What you need to do:
Can you write out all of the material below, word for word?

Recorded information:
## START

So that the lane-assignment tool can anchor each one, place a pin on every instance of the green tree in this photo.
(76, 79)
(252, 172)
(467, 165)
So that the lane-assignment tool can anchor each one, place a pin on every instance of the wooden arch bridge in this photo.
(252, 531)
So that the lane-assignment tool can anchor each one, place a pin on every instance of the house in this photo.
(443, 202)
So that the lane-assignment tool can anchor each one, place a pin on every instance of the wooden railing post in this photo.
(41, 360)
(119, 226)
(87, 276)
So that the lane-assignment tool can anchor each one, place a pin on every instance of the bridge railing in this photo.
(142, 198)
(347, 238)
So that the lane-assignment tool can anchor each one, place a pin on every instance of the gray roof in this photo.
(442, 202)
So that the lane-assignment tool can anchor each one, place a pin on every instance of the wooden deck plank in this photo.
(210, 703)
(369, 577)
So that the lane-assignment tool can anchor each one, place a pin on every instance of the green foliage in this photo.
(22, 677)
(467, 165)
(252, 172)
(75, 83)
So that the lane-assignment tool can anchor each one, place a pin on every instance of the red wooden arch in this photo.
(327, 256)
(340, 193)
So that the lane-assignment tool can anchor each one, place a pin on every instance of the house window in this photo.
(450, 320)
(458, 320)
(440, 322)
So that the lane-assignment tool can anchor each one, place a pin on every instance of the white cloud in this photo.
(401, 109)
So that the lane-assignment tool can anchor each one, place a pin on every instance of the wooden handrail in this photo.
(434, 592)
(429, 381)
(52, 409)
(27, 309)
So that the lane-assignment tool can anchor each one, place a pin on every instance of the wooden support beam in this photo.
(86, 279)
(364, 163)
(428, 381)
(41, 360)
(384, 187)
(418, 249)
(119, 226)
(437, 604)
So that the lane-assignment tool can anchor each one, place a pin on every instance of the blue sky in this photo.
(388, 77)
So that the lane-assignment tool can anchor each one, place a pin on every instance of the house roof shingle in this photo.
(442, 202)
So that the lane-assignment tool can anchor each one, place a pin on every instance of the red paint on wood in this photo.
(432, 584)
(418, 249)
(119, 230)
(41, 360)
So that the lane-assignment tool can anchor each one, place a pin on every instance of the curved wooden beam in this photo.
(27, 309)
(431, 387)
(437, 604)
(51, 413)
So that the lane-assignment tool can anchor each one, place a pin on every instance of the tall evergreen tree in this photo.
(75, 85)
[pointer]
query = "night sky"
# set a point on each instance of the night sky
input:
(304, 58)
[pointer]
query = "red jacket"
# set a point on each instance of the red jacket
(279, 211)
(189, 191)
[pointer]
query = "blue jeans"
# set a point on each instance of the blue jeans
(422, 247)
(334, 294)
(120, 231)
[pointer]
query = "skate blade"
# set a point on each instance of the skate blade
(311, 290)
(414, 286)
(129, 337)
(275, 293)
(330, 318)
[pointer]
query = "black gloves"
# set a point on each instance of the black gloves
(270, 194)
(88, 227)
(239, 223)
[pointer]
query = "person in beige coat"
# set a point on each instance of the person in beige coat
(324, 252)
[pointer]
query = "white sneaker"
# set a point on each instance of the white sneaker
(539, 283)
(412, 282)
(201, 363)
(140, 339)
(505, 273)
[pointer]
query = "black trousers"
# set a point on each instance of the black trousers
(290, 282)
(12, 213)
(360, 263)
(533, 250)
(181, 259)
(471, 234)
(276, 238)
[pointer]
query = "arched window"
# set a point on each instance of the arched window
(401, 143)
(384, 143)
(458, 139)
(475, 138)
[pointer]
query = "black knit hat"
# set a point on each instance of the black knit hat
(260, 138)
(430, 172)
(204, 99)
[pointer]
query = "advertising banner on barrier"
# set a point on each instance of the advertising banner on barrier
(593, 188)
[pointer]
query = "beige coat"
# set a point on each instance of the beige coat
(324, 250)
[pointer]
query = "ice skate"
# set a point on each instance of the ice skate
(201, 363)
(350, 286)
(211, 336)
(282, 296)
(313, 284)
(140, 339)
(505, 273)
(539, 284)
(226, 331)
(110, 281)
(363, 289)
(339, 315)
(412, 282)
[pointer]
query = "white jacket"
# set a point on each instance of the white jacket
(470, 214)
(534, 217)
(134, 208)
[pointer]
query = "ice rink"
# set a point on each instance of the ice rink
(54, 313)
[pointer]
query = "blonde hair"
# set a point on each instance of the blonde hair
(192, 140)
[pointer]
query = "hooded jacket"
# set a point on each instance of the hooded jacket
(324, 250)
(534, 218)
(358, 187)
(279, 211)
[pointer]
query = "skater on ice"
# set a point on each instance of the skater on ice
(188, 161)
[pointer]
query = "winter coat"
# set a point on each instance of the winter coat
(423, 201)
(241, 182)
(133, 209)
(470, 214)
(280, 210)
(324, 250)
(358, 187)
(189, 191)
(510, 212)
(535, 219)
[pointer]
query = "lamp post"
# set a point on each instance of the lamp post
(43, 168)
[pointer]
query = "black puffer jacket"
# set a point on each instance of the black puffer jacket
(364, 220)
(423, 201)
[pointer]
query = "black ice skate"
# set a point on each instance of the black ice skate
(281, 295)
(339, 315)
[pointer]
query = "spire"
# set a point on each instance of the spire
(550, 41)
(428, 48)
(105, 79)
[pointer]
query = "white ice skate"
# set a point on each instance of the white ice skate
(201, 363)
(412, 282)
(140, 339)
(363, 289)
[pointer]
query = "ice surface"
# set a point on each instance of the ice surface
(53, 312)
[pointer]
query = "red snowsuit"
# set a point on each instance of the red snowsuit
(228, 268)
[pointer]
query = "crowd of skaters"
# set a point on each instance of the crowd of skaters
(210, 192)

## END

Solved exercise:
So that the lane-assignment tool can anchor each one, place a pin on every instance of the green tree in this photo.
(76, 79)
(252, 172)
(467, 165)
So that the lane-assignment tool can anchor each one, place a pin on every instance of the wooden arch bridge in this photo.
(252, 531)
So that the lane-assignment tool can anchor each one, place a pin on every instance of the house in this photo.
(443, 202)
So that the lane-assignment tool can anchor each one, place a pin on every instance of the wooden railing post in this photo.
(41, 360)
(119, 226)
(87, 276)
So that the lane-assignment tool can anchor each one, place a pin on every instance of the bridge railing in this photo.
(142, 198)
(347, 238)
So that the lane-assignment tool can anchor each one, place a pin on every instance of the gray roof in this photo.
(442, 202)
So that the lane-assignment tool can anchor each one, place a pin on every instance of the wooden deck plank in this photo.
(210, 703)
(369, 577)
So that the lane-assignment tool can anchor each one, place a pin on every instance of the green foliage in this photo.
(22, 677)
(467, 165)
(252, 172)
(75, 83)
So that the lane-assignment tool can anchor each one, place a pin on every instance of the red wooden arch in this photo.
(327, 256)
(340, 193)
So that the lane-assignment tool can anchor each one, place a pin on every instance of the house window in this photo.
(450, 320)
(458, 320)
(440, 322)
So that the lane-assignment tool can anchor each one, place a pin on every instance of the white cloud in this photo.
(401, 109)
So that the lane-assignment tool can anchor each one, place a pin on every instance of the wooden handrail in this photo.
(434, 592)
(429, 381)
(52, 409)
(27, 309)
So that the lane-assignment tool can anchor each one, place a pin on every instance of the wooden support beam in this photo.
(86, 279)
(364, 163)
(428, 381)
(41, 360)
(384, 187)
(418, 249)
(119, 226)
(437, 604)
So that the lane-assignment tool can anchor each one, place a pin on every instance of the blue sky in this photo.
(388, 77)
So that the lane-assignment tool can anchor each one, place a pin on every instance of the house roof shingle in this photo.
(442, 202)
So that the lane-assignment tool can anchor each one, place a pin on every instance of the red paint on wood in this photo.
(432, 584)
(418, 249)
(119, 230)
(41, 360)
So that the lane-assignment tool can anchor each one, place a pin on every instance of the curved wooden beam in this photo.
(27, 309)
(431, 387)
(437, 604)
(51, 413)
So that the lane-assignment tool can anchor each one, place a pin on every instance of the tall evergreen tree in this photo.
(75, 85)
[pointer]
query = "night sky"
# set a point on each instance of the night sky
input:
(304, 58)
[pointer]
query = "red jacket"
# set a point on each instance of the red jacket
(279, 211)
(189, 191)
[pointer]
query = "blue jeans"
# set a point on each instance of the blue jeans
(422, 247)
(334, 294)
(120, 231)
[pointer]
query = "skate blade"
# set a point on each instance of the skate blade
(311, 290)
(414, 286)
(129, 337)
(275, 293)
(330, 318)
[pointer]
query = "black gloves"
# set a point on each instance of the black gloves
(270, 194)
(88, 227)
(239, 223)
[pointer]
query = "person in beige coat"
# set a point on each instance of the person in beige coat
(324, 252)
[pointer]
query = "white sneaker"
# set a point on each instance of the white sneaker
(539, 283)
(412, 282)
(201, 363)
(140, 339)
(505, 273)
[pointer]
query = "black trousers"
# set a point on each instance of the black trousers
(290, 282)
(12, 213)
(360, 263)
(533, 250)
(181, 259)
(471, 234)
(276, 238)
[pointer]
query = "arched window"
# set a point on each instance of the arched window
(401, 143)
(384, 143)
(458, 139)
(475, 138)
[pointer]
query = "black knit hat"
# set a point on each instance of the black knit hat
(260, 138)
(430, 172)
(204, 99)
[pointer]
query = "advertising banner on barrier"
# set a point on each instance of the advertising banner on barrier
(593, 188)
[pointer]
query = "beige coat"
# set a point on each instance of the beige coat
(324, 250)
[pointer]
query = "ice skate"
# set a point on each instance of the ice skate
(201, 363)
(350, 286)
(211, 336)
(282, 296)
(313, 284)
(140, 339)
(505, 273)
(539, 284)
(226, 331)
(110, 281)
(363, 289)
(339, 315)
(412, 282)
[pointer]
query = "white jacket"
# set a point on each instance of the white jacket
(470, 214)
(534, 217)
(134, 208)
[pointer]
query = "ice rink"
# set a point on each instance of the ice rink
(54, 313)
[pointer]
query = "blonde hair"
# set a point on each instance of the blonde hair
(192, 140)
[pointer]
query = "hooded jacket"
# set a point on each instance of the hooded jacket
(324, 250)
(534, 218)
(358, 187)
(279, 211)
[pointer]
query = "skater on ice"
# set a point on each instance of the skater on ice
(188, 161)
[pointer]
query = "winter coat"
# set a point on each instance of the winter coat
(423, 201)
(241, 182)
(133, 209)
(470, 214)
(280, 210)
(324, 250)
(358, 187)
(189, 191)
(510, 212)
(535, 219)
[pointer]
query = "lamp post"
# set a point on each instance of the lamp post
(43, 168)
[pointer]
query = "black puffer jacket"
# set a point on each instance of the black puffer jacket
(364, 220)
(423, 201)
[pointer]
query = "black ice skate"
# set a point on each instance of the black ice skate
(281, 295)
(339, 315)
[pointer]
query = "spire"
# set a point on each instance of the spire
(550, 41)
(428, 48)
(105, 79)
[pointer]
query = "white ice skate"
# set a point on each instance of the white ice skate
(201, 363)
(412, 282)
(140, 339)
(363, 289)
[pointer]
query = "ice surface"
# set a point on each instance of the ice surface
(53, 312)
[pointer]
query = "red snowsuit"
# set a point on each instance of the red snowsuit
(228, 268)
[pointer]
query = "crowd of skaters"
# set a point on each instance of the crowd of skaters
(210, 192)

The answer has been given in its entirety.